═════ Text section ═════

UNITED STATES

SECURITIES AND EXCHANGE COMMISSION

WASHINGTON, D.C. 20549

 

 

FORM 8-K

 

 

CURRENT REPORT

 

Pursuant to Section 13 or 15(d) of the

Securities Exchange Act of 1934

 

Date of Report (Date of Earliest Event Reported): April 29, 2014

 

 

ADVANCED CELL TECHNOLOGY, INC.
(Exact name of registrant as specified in its charter)

 

 

Delaware 000-50295 87-0656515

(State or Other Jurisdiction

of Incorporation)

(Commission File Number)

(IRS Employer

Identification No.)

 

33 Locke Drive, Marlborough, Massachusetts 01752
(Address of Principal Executive Offices) (Zip Code)

 

Registrant’s Telephone Number, Including Area Code: (508) 756-1212

 

_____________________________________

(Former Name or Former Address, if Changed Since Last Report)

═════ Dataset entries ═════

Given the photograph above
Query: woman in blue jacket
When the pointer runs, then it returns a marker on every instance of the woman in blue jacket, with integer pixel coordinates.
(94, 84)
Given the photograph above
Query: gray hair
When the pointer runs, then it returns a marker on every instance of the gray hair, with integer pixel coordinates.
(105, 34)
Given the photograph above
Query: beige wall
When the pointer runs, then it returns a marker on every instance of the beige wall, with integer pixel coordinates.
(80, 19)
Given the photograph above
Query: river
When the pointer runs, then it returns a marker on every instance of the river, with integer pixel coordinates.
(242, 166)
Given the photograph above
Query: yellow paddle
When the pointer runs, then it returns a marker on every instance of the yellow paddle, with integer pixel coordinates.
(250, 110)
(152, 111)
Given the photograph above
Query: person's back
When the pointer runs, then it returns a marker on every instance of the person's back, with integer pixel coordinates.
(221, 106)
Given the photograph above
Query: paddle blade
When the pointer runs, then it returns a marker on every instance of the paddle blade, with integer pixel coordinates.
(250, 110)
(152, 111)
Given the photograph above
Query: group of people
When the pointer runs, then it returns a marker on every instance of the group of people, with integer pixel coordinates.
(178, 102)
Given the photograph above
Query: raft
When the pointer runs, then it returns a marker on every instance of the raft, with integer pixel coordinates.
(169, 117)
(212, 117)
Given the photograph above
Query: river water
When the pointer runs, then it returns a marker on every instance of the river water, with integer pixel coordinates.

═════

Do these statements agree with the Form 8-K cover page above? Answer yes or no for each and quote the words from the cover page that decide it.
1. The date of the earliest event reported is April 29, 2014.
2. The registrant's principal executive offices are in Boston.
3. The report is made under the Securities Exchange Act of 1934.

1. Yes: "Date of Report (Date of Earliest Event Reported): April 29, 2014"
2. No: "33 Locke Drive, Marlborough, Massachusetts 01752"
3. Yes: "Securities Exchange Act of 1934"